> _Problem_
Give a verbatim quotation of every record.

(Collection entries)
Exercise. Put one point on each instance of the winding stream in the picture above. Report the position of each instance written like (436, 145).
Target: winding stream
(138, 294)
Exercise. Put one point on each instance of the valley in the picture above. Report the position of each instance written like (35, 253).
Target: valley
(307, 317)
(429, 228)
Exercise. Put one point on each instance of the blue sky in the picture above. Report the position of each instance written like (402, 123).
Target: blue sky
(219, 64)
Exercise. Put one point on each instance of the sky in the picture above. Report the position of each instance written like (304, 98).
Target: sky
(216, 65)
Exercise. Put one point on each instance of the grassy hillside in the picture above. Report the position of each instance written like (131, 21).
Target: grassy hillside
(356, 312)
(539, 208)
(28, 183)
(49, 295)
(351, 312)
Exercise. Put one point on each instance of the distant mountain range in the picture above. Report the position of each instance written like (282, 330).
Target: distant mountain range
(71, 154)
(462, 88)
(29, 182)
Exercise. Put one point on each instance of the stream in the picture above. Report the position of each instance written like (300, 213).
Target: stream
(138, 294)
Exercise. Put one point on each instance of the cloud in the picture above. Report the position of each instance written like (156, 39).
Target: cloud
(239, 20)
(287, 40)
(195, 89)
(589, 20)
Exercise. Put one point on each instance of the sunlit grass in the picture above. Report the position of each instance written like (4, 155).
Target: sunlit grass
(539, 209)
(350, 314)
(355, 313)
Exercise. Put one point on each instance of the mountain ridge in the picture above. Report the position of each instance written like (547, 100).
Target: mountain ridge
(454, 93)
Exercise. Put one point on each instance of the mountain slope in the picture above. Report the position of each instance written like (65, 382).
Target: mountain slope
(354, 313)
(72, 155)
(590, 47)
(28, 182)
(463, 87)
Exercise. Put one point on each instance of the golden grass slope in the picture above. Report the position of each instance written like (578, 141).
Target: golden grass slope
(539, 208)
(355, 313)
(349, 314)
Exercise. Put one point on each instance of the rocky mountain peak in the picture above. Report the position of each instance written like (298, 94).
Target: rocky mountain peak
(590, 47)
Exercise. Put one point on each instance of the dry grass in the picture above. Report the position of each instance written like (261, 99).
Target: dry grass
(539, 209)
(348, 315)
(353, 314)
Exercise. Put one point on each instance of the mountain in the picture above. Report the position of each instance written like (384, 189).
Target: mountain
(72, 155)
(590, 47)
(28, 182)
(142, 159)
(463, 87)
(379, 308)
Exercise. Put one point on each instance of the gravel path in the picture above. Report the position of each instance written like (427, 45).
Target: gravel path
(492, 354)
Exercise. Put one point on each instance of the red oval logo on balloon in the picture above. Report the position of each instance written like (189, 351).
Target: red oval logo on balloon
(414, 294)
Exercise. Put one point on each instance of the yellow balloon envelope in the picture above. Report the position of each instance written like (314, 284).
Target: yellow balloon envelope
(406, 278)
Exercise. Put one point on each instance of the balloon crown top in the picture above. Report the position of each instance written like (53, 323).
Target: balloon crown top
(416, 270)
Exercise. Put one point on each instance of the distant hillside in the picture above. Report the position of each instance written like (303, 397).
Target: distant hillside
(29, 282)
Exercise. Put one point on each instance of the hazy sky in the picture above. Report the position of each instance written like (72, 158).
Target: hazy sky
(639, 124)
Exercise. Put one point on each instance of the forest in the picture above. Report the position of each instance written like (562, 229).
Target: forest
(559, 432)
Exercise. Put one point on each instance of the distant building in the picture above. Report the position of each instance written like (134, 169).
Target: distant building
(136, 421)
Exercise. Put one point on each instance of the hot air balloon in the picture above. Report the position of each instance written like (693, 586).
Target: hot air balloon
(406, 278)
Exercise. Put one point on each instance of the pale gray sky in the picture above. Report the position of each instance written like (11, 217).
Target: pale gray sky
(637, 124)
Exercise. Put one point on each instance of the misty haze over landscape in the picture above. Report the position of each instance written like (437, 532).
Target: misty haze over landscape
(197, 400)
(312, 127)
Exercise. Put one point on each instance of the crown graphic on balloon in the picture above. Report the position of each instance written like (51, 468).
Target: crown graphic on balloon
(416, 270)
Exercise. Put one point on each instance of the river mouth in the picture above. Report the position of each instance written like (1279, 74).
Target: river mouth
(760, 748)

> _Task result_
Exercise. Put one point on each instance of the winding stream in the picture above. Report the position of each instance written like (436, 145).
Target: winding stream
(138, 294)
Exercise. Put one point on each instance of the valley in the picture above. Report the position of each instance written like (35, 253).
Target: valley
(307, 317)
(429, 228)
Exercise. Put one point on each instance of the blue sky in the picture above. Report the position of each instance written like (402, 123).
Target: blue sky
(219, 64)
Exercise. Put one point on each instance of the sky in the picture above. Report the position of each instance written like (304, 98).
Target: sky
(216, 65)
Exercise. Put one point on each instance of the grassy hillside in the picture above. Report the position of each instance written like (131, 21).
Target: grassy hillside
(356, 312)
(539, 208)
(28, 183)
(49, 295)
(351, 312)
Exercise. Put one point on each instance of the distant mountain range in the picture above. Report the position of each instance written like (282, 330).
Target: distant mountain range
(71, 154)
(462, 88)
(29, 182)
Exercise. Put one point on each instance of the stream in the picture above. Report the position of each instance written like (300, 213).
Target: stream
(138, 294)
Exercise. Put one point on each instance of the cloud in the picture above. Report the position of each instance written like (156, 39).
Target: cloud
(239, 20)
(287, 40)
(195, 89)
(589, 20)
Exercise. Put one point on each instance of the sunlit grass in the picture above. Report the position of each instance written like (4, 155).
Target: sunlit grass
(539, 209)
(350, 314)
(355, 313)
Exercise. Put one point on each instance of the mountain ridge in the picture above. Report the position of each instance written like (547, 100).
Target: mountain ridge
(454, 93)
Exercise. Put one point on each instance of the mountain slope in the picture above. Report the position of each instance written like (65, 382).
Target: mountain slope
(354, 313)
(72, 155)
(590, 47)
(28, 182)
(463, 87)
Exercise. Put one point on each instance of the golden grass slope in the picture above. Report the position of each instance written like (578, 141).
Target: golden grass slope
(539, 208)
(355, 313)
(349, 314)
Exercise. Put one point on each instance of the rocky mountain peak in the picture above. Report the position of each instance written like (298, 94).
Target: rocky mountain peak
(590, 47)
Exercise. Put one point on each instance of the dry grass in the picture above. Report the position of each instance written like (261, 99).
Target: dry grass
(539, 209)
(348, 315)
(353, 314)
Exercise. Put one point on each instance of the mountain in the picture above. Report the position of each instance written like (384, 189).
Target: mountain
(72, 155)
(590, 47)
(28, 182)
(142, 159)
(463, 87)
(379, 308)
Exercise. Put one point on each instance of the gravel path in the picture above. Report the position of each instance written like (427, 45).
Target: gravel path
(492, 354)
Exercise. Put one point on each instance of the red oval logo on balloon in the picture above. Report the position of each instance written like (189, 351).
Target: red oval logo on balloon
(414, 294)
Exercise. Put one point on each instance of the yellow balloon envelope in the picture above. Report the position of each instance written like (314, 284).
Target: yellow balloon envelope
(406, 278)
Exercise. Put one point on each instance of the balloon crown top in the picture above. Report the position of each instance written like (53, 323).
Target: balloon crown top
(416, 270)
Exercise. Put one point on each instance of the distant hillside in the picture above. Report the position of each instance written like (303, 397).
Target: distant hillside
(29, 282)
Exercise. Put one point on each instance of the hazy sky in the picture above. Report the position of each instance written like (72, 158).
Target: hazy sky
(639, 124)
Exercise. Put one point on each instance of the forest in the picture above. Report the position of each instance written like (562, 229).
Target: forest
(559, 432)
Exercise. Put one point on each instance of the distant building in the picture above. Report the position of each instance written like (134, 169).
Target: distant building
(136, 421)
Exercise. Put one point on each instance of the hot air balloon in the picture above. Report the position of each instance written like (693, 586).
Target: hot air balloon
(406, 278)
Exercise. Put one point on each instance of the pale gray sky in the picture above. Report the position of each instance written like (11, 217).
Target: pale gray sky
(637, 124)
Exercise. Put one point on each instance of the misty haze over landscape in the picture above. Report the position of each instance written like (437, 532).
Target: misty haze over landscape
(197, 400)
(312, 127)
Exercise. Put one point on each instance of the crown graphic on balloon in the picture above. Report the position of each instance written like (51, 468).
Target: crown graphic on balloon
(416, 270)
Exercise. Put one point on each instance of the river mouth in the picture above. Report the position of each instance written like (1279, 74).
Target: river mouth
(760, 748)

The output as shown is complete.